<<<<
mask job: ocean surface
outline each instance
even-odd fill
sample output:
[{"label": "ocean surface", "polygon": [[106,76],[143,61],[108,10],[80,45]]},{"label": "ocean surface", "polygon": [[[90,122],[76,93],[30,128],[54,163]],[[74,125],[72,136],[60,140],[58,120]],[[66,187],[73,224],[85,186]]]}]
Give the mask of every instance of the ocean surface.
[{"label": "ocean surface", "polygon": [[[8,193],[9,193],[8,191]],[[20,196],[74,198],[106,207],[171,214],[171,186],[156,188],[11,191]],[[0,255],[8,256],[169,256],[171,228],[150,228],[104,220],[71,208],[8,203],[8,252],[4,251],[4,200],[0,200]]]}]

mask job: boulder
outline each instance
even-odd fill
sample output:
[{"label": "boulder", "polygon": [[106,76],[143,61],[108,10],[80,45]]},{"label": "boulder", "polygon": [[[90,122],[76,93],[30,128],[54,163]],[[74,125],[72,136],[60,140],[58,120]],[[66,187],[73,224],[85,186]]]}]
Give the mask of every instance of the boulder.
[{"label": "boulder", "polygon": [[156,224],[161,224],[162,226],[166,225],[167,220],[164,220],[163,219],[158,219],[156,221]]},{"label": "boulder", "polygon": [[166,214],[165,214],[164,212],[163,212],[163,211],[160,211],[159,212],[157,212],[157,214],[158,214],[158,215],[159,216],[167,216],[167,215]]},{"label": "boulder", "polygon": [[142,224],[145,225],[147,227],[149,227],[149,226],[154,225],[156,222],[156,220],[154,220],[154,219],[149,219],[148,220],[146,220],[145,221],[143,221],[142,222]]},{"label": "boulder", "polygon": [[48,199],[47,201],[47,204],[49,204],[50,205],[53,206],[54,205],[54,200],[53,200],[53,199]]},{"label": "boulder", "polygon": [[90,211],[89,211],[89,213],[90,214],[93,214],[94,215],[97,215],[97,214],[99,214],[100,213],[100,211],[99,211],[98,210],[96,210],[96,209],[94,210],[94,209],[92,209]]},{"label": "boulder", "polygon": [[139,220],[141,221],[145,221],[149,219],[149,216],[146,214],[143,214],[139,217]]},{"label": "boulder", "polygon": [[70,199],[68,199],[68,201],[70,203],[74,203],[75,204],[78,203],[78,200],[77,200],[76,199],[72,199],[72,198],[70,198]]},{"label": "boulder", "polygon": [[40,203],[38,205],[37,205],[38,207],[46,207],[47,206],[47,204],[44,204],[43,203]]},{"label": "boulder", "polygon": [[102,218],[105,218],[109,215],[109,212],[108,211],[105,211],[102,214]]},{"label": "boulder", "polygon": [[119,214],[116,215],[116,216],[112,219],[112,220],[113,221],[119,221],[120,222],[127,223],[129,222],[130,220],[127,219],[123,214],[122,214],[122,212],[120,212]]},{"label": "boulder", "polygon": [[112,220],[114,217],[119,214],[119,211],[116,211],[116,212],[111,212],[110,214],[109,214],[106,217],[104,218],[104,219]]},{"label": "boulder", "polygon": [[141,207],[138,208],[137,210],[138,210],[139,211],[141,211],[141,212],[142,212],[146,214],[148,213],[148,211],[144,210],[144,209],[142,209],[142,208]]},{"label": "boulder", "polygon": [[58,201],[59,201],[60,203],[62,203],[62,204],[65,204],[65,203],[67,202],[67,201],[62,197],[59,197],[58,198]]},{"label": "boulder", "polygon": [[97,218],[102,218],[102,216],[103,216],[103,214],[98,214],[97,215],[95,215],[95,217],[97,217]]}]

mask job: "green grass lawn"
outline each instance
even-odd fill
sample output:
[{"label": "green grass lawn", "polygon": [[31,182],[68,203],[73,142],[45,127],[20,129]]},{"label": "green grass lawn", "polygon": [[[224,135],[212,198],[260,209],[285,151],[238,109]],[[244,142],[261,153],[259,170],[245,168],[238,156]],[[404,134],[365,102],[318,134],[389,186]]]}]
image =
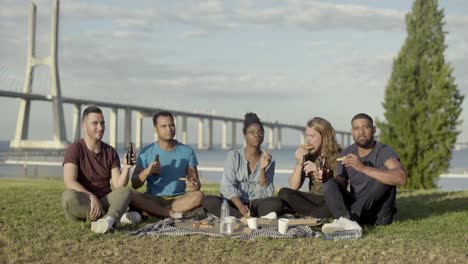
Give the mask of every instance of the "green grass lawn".
[{"label": "green grass lawn", "polygon": [[89,223],[65,220],[63,190],[54,179],[0,180],[0,263],[468,262],[468,192],[401,191],[394,224],[365,229],[356,241],[333,242],[130,236],[138,227],[97,235]]}]

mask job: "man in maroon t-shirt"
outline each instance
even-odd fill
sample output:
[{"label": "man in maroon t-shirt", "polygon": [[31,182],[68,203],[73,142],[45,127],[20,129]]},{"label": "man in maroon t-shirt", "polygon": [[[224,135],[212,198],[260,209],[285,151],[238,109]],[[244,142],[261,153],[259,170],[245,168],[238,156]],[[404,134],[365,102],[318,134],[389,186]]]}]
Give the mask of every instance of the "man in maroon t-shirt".
[{"label": "man in maroon t-shirt", "polygon": [[[115,149],[102,142],[105,130],[101,109],[90,106],[82,117],[84,138],[71,144],[63,161],[64,183],[62,206],[70,220],[90,219],[91,230],[108,232],[114,223],[138,223],[137,212],[127,212],[132,191],[126,187],[132,165],[124,159],[120,170],[119,155]],[[132,157],[135,164],[135,155]],[[110,182],[114,186],[111,189]]]}]

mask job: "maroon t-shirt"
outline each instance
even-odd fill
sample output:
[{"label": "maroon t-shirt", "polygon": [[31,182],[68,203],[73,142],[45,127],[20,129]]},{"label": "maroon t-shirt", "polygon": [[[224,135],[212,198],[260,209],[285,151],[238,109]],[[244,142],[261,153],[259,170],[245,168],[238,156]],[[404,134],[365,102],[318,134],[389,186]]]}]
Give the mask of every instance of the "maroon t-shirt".
[{"label": "maroon t-shirt", "polygon": [[113,168],[120,168],[117,151],[101,142],[101,151],[94,153],[86,147],[84,139],[68,146],[63,164],[73,163],[78,167],[78,182],[98,198],[111,192],[110,178]]}]

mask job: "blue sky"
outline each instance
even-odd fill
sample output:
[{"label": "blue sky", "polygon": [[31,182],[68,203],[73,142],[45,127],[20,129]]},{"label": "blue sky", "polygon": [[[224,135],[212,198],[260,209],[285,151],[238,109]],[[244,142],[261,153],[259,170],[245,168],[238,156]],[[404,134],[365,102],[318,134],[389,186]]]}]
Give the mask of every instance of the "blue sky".
[{"label": "blue sky", "polygon": [[[349,130],[358,112],[383,117],[385,86],[412,2],[64,0],[62,92],[234,117],[253,111],[264,120],[299,125],[321,116]],[[36,3],[38,53],[45,55],[51,1]],[[1,89],[20,91],[29,1],[0,0],[0,6]],[[446,59],[466,94],[468,1],[439,6],[449,32]],[[35,93],[48,93],[46,73],[38,70]],[[463,106],[467,122],[459,140],[468,141],[468,100]],[[13,136],[17,109],[16,100],[0,98],[0,111],[8,113],[1,140]],[[50,107],[38,103],[35,109],[31,136],[46,138]]]}]

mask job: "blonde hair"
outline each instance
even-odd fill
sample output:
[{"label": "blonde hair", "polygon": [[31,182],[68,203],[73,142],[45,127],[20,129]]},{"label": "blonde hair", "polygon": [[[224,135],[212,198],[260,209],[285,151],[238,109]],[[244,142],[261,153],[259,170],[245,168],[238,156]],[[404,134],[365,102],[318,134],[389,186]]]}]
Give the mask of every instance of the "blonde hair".
[{"label": "blonde hair", "polygon": [[329,168],[334,168],[335,159],[341,151],[340,146],[336,142],[335,129],[332,127],[330,122],[321,117],[312,118],[307,122],[307,126],[313,128],[322,136],[320,151],[327,159],[327,165]]}]

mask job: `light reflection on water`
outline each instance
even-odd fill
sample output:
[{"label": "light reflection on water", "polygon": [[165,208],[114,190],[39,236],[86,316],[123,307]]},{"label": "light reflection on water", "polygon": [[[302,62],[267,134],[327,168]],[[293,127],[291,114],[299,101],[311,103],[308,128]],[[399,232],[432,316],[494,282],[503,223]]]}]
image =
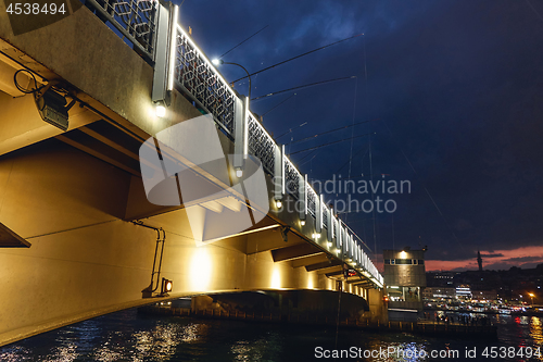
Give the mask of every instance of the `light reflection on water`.
[{"label": "light reflection on water", "polygon": [[[394,348],[403,353],[351,361],[442,361],[420,358],[431,350],[523,346],[543,349],[543,322],[536,316],[496,316],[500,341],[447,340],[407,333],[375,334],[344,329],[338,348],[361,350]],[[333,349],[334,328],[266,325],[238,321],[198,321],[149,317],[127,310],[52,330],[0,348],[0,361],[306,361],[315,348]],[[479,354],[480,357],[480,354]],[[449,359],[452,360],[452,359]],[[479,360],[479,359],[476,359]],[[522,359],[508,359],[522,361]],[[530,359],[530,361],[540,360]]]}]

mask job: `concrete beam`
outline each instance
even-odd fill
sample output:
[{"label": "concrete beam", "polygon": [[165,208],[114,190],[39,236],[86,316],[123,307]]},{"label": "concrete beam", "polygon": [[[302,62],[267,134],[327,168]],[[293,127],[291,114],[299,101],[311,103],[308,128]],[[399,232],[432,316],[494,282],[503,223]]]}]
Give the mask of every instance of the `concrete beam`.
[{"label": "concrete beam", "polygon": [[315,271],[321,271],[321,270],[328,270],[328,269],[337,269],[338,266],[341,266],[343,263],[340,261],[328,261],[328,262],[323,262],[323,263],[316,263],[312,265],[305,266],[305,270],[307,272],[315,272]]},{"label": "concrete beam", "polygon": [[331,276],[341,276],[343,275],[343,271],[337,271],[337,272],[330,272],[330,273],[326,273],[326,276],[327,277],[331,277]]},{"label": "concrete beam", "polygon": [[324,252],[311,244],[301,244],[272,251],[272,257],[276,263],[318,254],[324,254]]},{"label": "concrete beam", "polygon": [[251,234],[248,236],[247,253],[254,254],[306,242],[293,233],[289,233],[288,236],[289,240],[285,241],[278,228],[265,234]]},{"label": "concrete beam", "polygon": [[30,242],[0,223],[0,248],[29,248]]},{"label": "concrete beam", "polygon": [[326,254],[318,254],[318,255],[311,255],[307,258],[301,258],[292,261],[292,267],[300,267],[300,266],[305,266],[305,265],[311,265],[311,264],[316,264],[316,263],[321,263],[328,261],[328,258]]}]

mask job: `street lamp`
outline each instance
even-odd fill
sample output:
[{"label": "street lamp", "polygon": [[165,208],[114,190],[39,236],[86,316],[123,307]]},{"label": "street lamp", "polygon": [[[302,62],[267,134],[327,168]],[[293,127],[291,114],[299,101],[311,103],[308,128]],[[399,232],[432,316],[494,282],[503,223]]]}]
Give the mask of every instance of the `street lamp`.
[{"label": "street lamp", "polygon": [[245,71],[247,73],[247,77],[249,78],[249,93],[248,93],[248,97],[249,97],[249,100],[251,100],[251,76],[249,75],[249,72],[245,70],[245,67],[241,64],[238,64],[238,63],[230,63],[230,62],[225,62],[224,60],[222,59],[214,59],[211,61],[214,65],[220,65],[220,64],[231,64],[231,65],[238,65],[239,67],[241,67],[243,71]]},{"label": "street lamp", "polygon": [[532,298],[532,307],[533,307],[533,297],[535,297],[535,295],[533,292],[529,292],[528,295],[530,296],[530,298]]}]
>>>>
*CONSIGNES ET EXIGENCES*.
Recopiez à l'identique les lignes comprises entre celle qui contient "mask job: boulder" et celle qui contient "Give the mask of every instance of the boulder.", bornes incluses.

*RÉPONSE*.
mask job: boulder
outline each instance
even-odd fill
sample output:
[{"label": "boulder", "polygon": [[106,76],[143,61],[108,10],[80,45]]},{"label": "boulder", "polygon": [[[90,122],[76,93],[30,128],[54,163]],[[74,125],[72,136],[60,140],[58,120]],[[66,187],[73,224],[85,186]]]}]
Give the mask of every instance of the boulder.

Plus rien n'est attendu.